(Extract):
○ ○ ○ ○

We Live in Time is a rom-com (of sorts), starring Florence Pugh and Andrew Garfield. They have terrific chemistry and elevate the material by around 1,000 per cent (a conservative estimate), but it’s still deeply annoying. It’s a weepie – a cancer story as well as a love story; at some screenings tissues were handed out beforehand. But though I am a crier by nature, my tears were not jerked. I checked – and double-checked: eyes dry as anything. I couldn’t get beyond the phoniness. You might do better.
Pugh (Almut) is an ambitious, high-end chef about to open an ‘Anglo-Bavarian restaurant’ serving ‘Douglas fir parfait’. (Each to their own.) Garfield (Tobias) works at the opposite end of the food spectrum, for Weetabix, although quite what he does at Weetabix isn’t clarified. I can only say it never seems to involve going to work. (If you are ever offered a job at Weetabix, take it.) Their meet-cute happens one night when she hits him with her car. The chocolate orange he’d been carrying ‘didn’t make it’ she tells him when he comes round in hospital.
He does not grieve the chocolate orange – but he is immediately smitten. We, however, don’t learn this until some way into the film because the story doesn’t proceed in linear fashion. It’s told in vignettes, in which we hop back and forth in time. It’s like going through a box of muddled photographs and working out what year it is by the clothes, hair, living arrangements. Oh, that was before they had the baby. Oh, that was after they moved from a stylish London flat to a chocolate-box country cottage lit by an implausible number of candles – isn’t all this too bougie and unaffordable anyway? I’m not sure what this fractured structure hoped to achieve, but the result feels like scrolling through an influencer’s Instagram account.

○ ○ ○ ○

(Provided information):
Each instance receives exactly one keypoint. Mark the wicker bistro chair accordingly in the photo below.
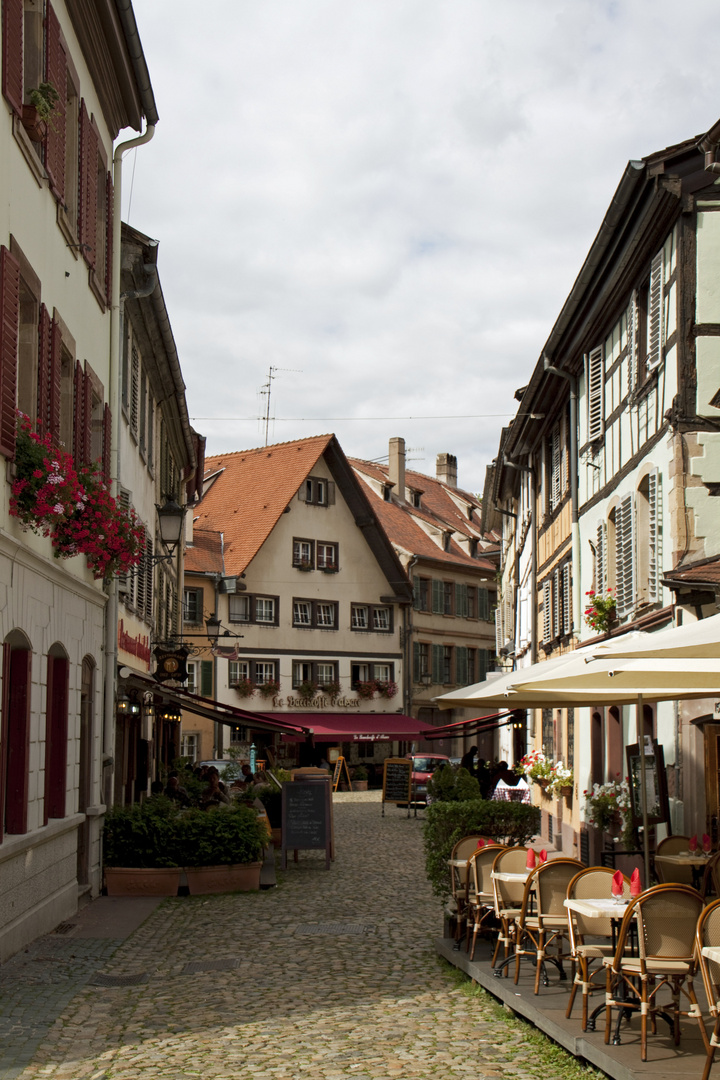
(708, 933)
(677, 875)
(535, 932)
(507, 898)
(462, 850)
(667, 917)
(584, 948)
(480, 893)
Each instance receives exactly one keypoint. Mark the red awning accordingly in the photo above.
(355, 727)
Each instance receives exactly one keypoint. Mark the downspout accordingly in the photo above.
(573, 490)
(114, 391)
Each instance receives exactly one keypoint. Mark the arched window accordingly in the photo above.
(56, 732)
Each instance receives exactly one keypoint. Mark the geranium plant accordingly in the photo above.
(72, 507)
(600, 610)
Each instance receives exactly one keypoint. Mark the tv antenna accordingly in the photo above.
(267, 390)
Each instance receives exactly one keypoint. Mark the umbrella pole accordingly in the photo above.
(639, 724)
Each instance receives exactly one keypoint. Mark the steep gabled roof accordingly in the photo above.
(205, 553)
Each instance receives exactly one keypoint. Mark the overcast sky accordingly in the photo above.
(388, 201)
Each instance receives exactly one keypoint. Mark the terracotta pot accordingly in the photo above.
(242, 877)
(134, 881)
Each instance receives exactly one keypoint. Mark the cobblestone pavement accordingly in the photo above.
(337, 977)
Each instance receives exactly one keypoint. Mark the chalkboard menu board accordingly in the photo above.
(307, 817)
(396, 780)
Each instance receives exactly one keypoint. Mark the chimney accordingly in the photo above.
(446, 469)
(396, 467)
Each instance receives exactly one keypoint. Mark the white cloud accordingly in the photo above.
(394, 198)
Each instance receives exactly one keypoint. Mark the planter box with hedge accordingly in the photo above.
(159, 835)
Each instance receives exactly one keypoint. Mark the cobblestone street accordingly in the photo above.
(330, 974)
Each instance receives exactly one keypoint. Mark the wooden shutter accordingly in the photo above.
(595, 394)
(625, 555)
(12, 54)
(44, 346)
(206, 678)
(87, 193)
(632, 342)
(547, 610)
(655, 314)
(10, 294)
(653, 537)
(56, 75)
(55, 377)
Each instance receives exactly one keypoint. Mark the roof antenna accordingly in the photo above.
(267, 390)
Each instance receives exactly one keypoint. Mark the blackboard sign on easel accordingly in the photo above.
(337, 773)
(396, 782)
(307, 818)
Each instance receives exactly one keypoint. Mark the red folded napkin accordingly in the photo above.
(617, 883)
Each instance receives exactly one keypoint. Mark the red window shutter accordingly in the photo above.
(12, 53)
(78, 410)
(10, 294)
(107, 442)
(86, 420)
(56, 75)
(108, 245)
(55, 373)
(18, 741)
(87, 200)
(43, 369)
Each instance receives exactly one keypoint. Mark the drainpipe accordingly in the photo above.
(573, 489)
(113, 391)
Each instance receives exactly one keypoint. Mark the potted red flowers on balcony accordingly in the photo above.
(71, 505)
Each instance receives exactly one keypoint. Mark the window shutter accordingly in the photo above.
(87, 193)
(655, 315)
(547, 612)
(206, 678)
(10, 296)
(12, 53)
(595, 394)
(461, 665)
(632, 342)
(437, 664)
(625, 556)
(108, 240)
(44, 339)
(653, 536)
(107, 442)
(567, 598)
(55, 380)
(55, 73)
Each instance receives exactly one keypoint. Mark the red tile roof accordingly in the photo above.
(252, 490)
(205, 554)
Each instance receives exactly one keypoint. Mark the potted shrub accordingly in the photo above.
(139, 849)
(221, 849)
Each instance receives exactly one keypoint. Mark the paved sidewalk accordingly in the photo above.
(333, 974)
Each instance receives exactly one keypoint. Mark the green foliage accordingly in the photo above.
(447, 822)
(452, 785)
(155, 833)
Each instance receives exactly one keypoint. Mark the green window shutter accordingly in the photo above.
(206, 678)
(437, 664)
(461, 665)
(416, 661)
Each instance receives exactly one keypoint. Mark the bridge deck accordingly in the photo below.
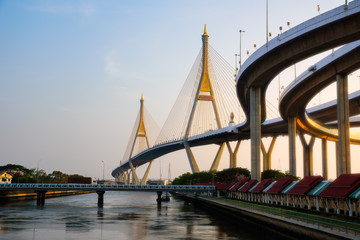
(103, 187)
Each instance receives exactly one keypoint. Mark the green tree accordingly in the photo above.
(232, 174)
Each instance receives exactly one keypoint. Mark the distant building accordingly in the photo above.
(158, 182)
(5, 177)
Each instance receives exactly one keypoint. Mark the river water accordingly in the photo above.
(125, 215)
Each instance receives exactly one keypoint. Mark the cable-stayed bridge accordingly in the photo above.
(206, 111)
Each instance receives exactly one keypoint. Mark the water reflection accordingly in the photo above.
(125, 215)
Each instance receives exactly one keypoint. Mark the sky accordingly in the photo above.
(72, 74)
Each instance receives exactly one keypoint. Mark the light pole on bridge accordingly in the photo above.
(103, 170)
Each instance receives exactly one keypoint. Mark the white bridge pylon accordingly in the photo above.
(207, 102)
(140, 140)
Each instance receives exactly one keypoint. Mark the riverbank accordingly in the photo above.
(281, 224)
(18, 196)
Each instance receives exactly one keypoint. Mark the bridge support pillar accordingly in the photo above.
(100, 198)
(159, 193)
(344, 163)
(292, 145)
(324, 151)
(127, 177)
(217, 158)
(255, 131)
(135, 179)
(267, 154)
(146, 174)
(233, 155)
(192, 161)
(307, 154)
(40, 200)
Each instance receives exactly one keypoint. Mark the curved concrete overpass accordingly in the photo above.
(331, 29)
(274, 127)
(298, 94)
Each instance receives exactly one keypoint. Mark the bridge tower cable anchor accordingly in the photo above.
(140, 133)
(204, 93)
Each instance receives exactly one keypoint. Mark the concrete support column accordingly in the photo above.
(292, 145)
(192, 161)
(343, 124)
(159, 193)
(217, 158)
(100, 198)
(307, 155)
(128, 178)
(233, 155)
(135, 179)
(267, 154)
(255, 131)
(324, 151)
(40, 200)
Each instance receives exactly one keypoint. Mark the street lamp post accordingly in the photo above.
(103, 170)
(240, 31)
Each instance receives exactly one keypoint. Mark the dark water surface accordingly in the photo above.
(125, 215)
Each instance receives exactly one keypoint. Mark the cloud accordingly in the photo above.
(112, 65)
(115, 68)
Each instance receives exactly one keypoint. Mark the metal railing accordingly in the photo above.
(104, 187)
(313, 219)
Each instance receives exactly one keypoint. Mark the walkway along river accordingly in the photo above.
(125, 215)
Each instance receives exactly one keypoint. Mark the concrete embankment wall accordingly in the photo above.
(18, 196)
(285, 228)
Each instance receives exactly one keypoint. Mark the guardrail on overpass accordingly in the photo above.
(41, 189)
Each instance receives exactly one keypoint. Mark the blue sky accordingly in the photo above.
(72, 72)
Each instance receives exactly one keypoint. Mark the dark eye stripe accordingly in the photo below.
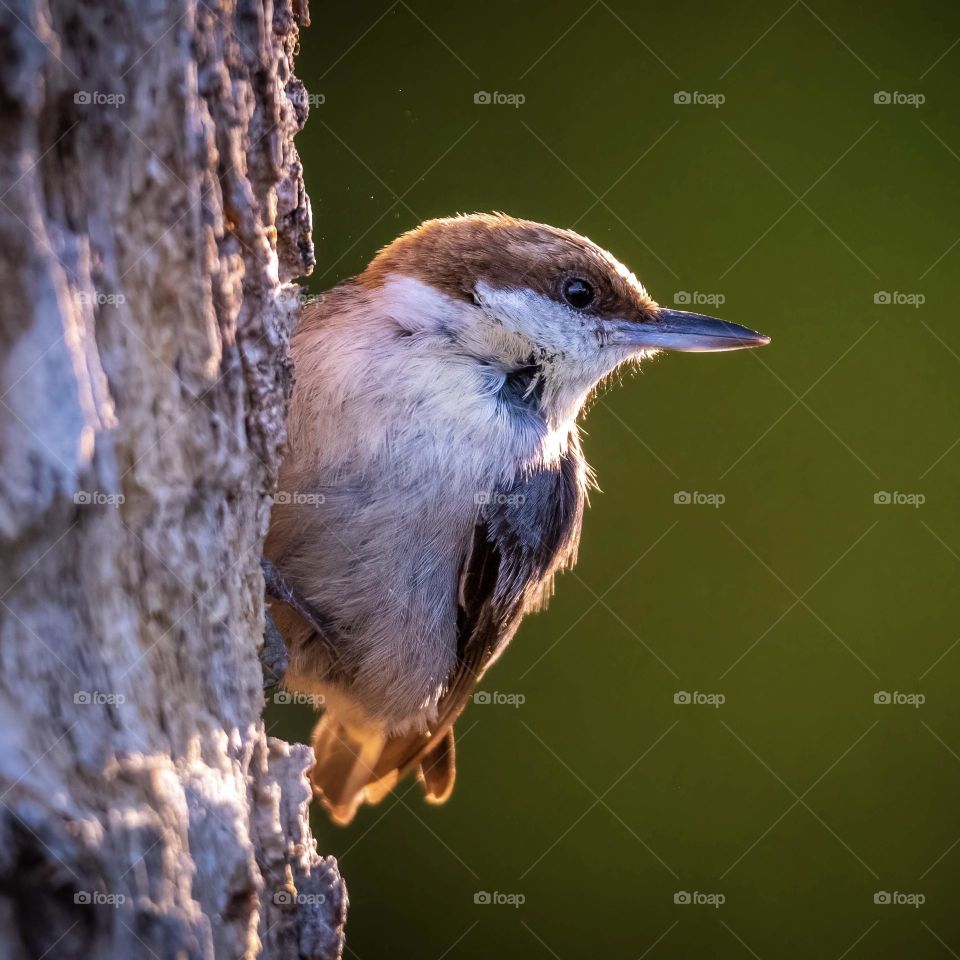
(578, 293)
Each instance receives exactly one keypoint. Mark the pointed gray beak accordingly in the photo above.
(693, 333)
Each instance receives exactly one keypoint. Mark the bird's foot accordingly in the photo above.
(273, 653)
(278, 588)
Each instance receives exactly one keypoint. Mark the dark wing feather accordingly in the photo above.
(523, 537)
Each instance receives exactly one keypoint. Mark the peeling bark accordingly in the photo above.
(152, 216)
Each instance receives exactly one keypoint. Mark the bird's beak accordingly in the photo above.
(693, 333)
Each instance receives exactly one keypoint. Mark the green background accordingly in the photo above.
(797, 200)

○ ○ ○ ○

(What to do):
1/ Extract the passage of the We Live in Time review running from "Pugh (Almut) is" up to and including "round in hospital.", word for word.
2/ Please continue the We Live in Time review, picking up right after its last sentence.

(Results in order):
1/
Pugh (Almut) is an ambitious, high-end chef about to open an ‘Anglo-Bavarian restaurant’ serving ‘Douglas fir parfait’. (Each to their own.) Garfield (Tobias) works at the opposite end of the food spectrum, for Weetabix, although quite what he does at Weetabix isn’t clarified. I can only say it never seems to involve going to work. (If you are ever offered a job at Weetabix, take it.) Their meet-cute happens one night when she hits him with her car. The chocolate orange he’d been carrying ‘didn’t make it’ she tells him when he comes round in hospital.

2/
We visit them at key moments in their relationship. We see the meet-cute, the birth of their daughter (a great scene, to be fair), how they nearly broke up, how she teaches him the best way to crack eggs, which seemed like the worst way to me. (Two bowls are really not necessary.) And throughout it all we know it’s doomed as one of the opening scenes has a doctor telling them her ovarian cancer has returned. (Not a spoiler; we know this right from the off.) That’s the bad news but the good news, I suppose, is that it’s cinema cancer rather than cancer cancer. It even propels her to her greatest achievement in the culinary world – during which scene, I was wondering: isn’t the chemo making you as sick as a dog?
As happens when it’s cinema cancer, she remains beatific throughout. No rage, no terror, no fear. The jumbled chronology allows them to skip all this, just as the film also skips the actual business of dying. Allowing cancer to be this charming is horribly fake. She is beautiful throughout. She has a buzz cut in preparation for the chemo, looks adorable, never stops looking adorable, and doesn’t lose her hair anyway.
Pugh and Garfield are A-listers for a reason, and make sufferable what would otherwise be insufferable. But I’m not sure I was taken with their characters either. She is monstrously selfish while he is dopey, always hanging around with tears in his eyes when he should be at work. (This Weetabix will shift itself, it seems.) However, not even their star power can distract from the brazen emotional manipulation at play. I suspect this will be a big hit among those who are easily taken in. For the rest of us? Phony – and deeply annoying.